__Instructions to follow__
When you have gone through the records below, state only how many lines include the word "sample".

Start of Dataset extract

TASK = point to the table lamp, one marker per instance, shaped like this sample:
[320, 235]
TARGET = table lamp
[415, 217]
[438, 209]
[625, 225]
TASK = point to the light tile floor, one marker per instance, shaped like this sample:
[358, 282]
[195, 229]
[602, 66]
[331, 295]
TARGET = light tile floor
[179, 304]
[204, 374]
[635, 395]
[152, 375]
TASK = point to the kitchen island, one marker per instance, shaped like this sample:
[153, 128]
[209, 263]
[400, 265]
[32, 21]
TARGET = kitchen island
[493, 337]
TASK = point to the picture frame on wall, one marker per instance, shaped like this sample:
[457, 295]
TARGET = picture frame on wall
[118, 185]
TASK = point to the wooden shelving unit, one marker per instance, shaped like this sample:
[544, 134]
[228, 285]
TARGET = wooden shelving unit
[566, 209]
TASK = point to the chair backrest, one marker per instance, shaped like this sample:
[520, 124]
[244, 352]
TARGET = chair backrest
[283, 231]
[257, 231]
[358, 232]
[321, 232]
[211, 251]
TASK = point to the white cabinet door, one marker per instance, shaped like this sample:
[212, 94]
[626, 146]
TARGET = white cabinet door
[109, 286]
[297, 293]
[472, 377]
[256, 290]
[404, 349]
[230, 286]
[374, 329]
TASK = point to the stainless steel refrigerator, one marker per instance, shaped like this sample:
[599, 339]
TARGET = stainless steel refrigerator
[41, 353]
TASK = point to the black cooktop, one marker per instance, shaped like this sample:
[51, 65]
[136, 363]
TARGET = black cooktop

End of Dataset extract

__Answer section__
9